- [WHAT IS NEEDED]
Could you copy every line of the listing below character for character, with nothing added, dropped, or changed?

- [MATERIAL SUPPLIED]
════════════════
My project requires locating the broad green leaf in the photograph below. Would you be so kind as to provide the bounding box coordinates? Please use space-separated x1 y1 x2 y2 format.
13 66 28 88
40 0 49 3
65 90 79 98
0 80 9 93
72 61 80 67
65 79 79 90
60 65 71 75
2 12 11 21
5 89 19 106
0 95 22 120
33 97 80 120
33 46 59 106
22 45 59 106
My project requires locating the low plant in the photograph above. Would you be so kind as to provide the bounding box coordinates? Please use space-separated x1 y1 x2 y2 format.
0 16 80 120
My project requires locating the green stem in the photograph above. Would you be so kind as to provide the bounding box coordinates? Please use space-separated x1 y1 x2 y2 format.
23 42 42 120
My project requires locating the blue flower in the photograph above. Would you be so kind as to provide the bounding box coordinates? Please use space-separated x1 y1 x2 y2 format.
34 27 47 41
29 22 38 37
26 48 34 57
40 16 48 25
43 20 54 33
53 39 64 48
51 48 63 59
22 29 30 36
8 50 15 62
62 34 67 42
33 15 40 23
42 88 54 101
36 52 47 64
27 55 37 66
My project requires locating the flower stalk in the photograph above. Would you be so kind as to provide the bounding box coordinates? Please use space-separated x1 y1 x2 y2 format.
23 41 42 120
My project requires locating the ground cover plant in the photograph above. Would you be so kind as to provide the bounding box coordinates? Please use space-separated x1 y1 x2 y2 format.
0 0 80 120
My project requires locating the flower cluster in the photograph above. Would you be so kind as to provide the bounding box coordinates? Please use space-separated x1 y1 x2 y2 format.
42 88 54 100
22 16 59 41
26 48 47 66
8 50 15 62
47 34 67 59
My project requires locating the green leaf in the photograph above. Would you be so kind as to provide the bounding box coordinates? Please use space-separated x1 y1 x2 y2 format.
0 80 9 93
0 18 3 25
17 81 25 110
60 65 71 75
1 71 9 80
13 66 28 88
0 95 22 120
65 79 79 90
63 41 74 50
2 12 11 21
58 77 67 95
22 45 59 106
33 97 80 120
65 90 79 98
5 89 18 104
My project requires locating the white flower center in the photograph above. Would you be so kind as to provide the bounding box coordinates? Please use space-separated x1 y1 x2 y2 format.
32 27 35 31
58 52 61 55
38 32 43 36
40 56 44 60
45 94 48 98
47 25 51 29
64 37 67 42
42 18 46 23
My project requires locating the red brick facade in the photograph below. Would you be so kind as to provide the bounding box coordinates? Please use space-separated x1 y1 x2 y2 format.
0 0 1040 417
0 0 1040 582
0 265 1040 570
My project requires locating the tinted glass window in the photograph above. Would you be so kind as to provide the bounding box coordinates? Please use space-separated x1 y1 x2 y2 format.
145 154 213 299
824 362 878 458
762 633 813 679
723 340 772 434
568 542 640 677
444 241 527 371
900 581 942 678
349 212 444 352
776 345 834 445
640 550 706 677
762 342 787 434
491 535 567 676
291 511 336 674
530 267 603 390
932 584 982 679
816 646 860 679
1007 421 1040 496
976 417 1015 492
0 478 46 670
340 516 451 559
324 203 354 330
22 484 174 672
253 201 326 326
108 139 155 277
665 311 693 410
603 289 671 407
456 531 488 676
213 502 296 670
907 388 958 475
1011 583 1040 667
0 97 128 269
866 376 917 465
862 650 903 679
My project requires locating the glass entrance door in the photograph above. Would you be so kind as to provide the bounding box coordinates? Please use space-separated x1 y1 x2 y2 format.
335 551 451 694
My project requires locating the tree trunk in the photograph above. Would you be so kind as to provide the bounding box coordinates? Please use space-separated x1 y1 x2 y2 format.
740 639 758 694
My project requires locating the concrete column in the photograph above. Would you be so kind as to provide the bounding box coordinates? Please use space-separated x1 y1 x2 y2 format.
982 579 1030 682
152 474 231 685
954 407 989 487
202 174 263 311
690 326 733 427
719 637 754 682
════════════════
- [REPLY TO THE EXERCISE]
My project requires locating the broad green leaf in the photograph below. Would you be so kind as to provide the bounding box coordinates? Please use space-separated x1 y1 x2 y2 format.
13 66 28 88
40 0 49 3
65 90 79 98
0 80 9 93
72 61 80 67
65 79 79 90
60 65 71 75
2 12 11 21
5 89 19 106
0 95 22 120
33 97 80 120
33 46 59 106
22 45 59 106
My project requires locating the low plant in the photograph above. Would you be so kind as to provide the bounding box coordinates? Please use space-separated x1 y1 x2 y2 format.
0 16 80 120
My project requires locating the green stem in the photograph above. Would you be so kind as to provide the bounding box coordinates? Please use space-separated x1 y1 x2 y2 format.
23 42 42 120
My project requires locating the blue flower in the photograph above. Would you be so kind as to provide the bounding box coordinates? Please use space-separated x1 y1 x2 y2 format.
34 27 47 41
29 22 38 37
26 48 34 57
40 16 48 25
43 20 54 33
53 39 64 48
51 48 63 59
22 29 30 36
8 50 15 62
62 34 67 42
33 15 40 23
42 88 54 101
36 52 47 64
27 55 37 66
My project requires locating the flower stalk in the photograph above. Would you be so kind as to provide the bounding box coordinates? Please use space-separated x1 y1 x2 y2 format.
23 41 42 120
My project requires locating the ground cover plant in the photograph above. Would you be so kind as to provide the bounding box coordinates? Please use space-separated x1 y1 x2 y2 format.
0 0 80 120
My project requires locating the flower cluster in the photograph above. Would you be so kind as to provide the bounding box coordinates? Please use space-separated x1 y1 x2 y2 format.
42 88 54 100
22 16 59 41
26 48 47 66
8 50 15 62
47 34 67 59
My project requires locating the green leaf in the photograph above. Would you be so kind as to provide the bounding box coordinates? Please use space-separated x1 y1 x2 y2 format.
0 80 9 93
0 18 3 25
17 81 25 110
60 65 71 75
1 71 9 80
13 66 28 88
0 95 22 120
65 79 79 90
63 41 74 50
2 12 11 21
58 77 67 95
22 45 59 106
33 97 80 120
65 90 79 98
5 89 18 104
My project requires locating the white flower center in the photograph above. Would you be so kind as to provide the bounding box coordinates? Please use space-separated x1 y1 x2 y2 format.
32 27 35 31
58 52 61 55
38 32 43 36
40 56 44 60
45 94 48 98
47 25 51 29
64 37 67 42
42 18 46 23
My project requires locating the red brick facade in the photograph below. Would you be so kind as to provide the bounding box coordinates? Please use space-separated x1 y1 x2 y2 format.
0 0 1040 417
0 0 1040 582
0 265 1040 570
My project requires locating the tinted glass window in the photograph above. Would you be so kind as to provide the bounding box coordinates? Please use space-separated x1 y1 x2 y2 format.
145 154 213 299
824 362 878 458
762 633 813 679
723 340 772 434
568 542 640 677
444 241 527 371
900 581 942 678
349 212 444 352
776 345 834 445
640 550 706 677
762 342 787 434
491 535 567 676
291 511 336 674
530 267 603 390
932 584 982 679
816 646 860 679
1007 421 1040 496
976 417 1015 492
0 478 46 670
340 516 451 559
324 203 354 330
22 484 174 672
253 201 326 326
108 139 155 277
665 311 693 410
603 289 671 407
456 531 488 676
213 502 296 670
907 388 958 475
1011 583 1040 667
0 97 128 269
866 376 917 465
862 650 903 679
My project requires locating the glass entrance door in the photograph above. Would you be so kind as to provide the bounding box coordinates? Please use space-separated x1 y1 x2 y2 format.
335 551 451 694
My project requires locating the tree trunk in the photograph above. Would you be so kind as to provide the bounding box coordinates? Please use space-separated x1 y1 x2 y2 format.
740 639 758 694
My project requires locating the concrete column in the photograph above. Would you be so kind as to provide the bounding box coordinates? Please use space-separated x1 y1 x2 y2 format.
982 579 1030 682
152 474 231 685
954 407 989 487
202 174 263 311
690 326 733 427
719 637 754 682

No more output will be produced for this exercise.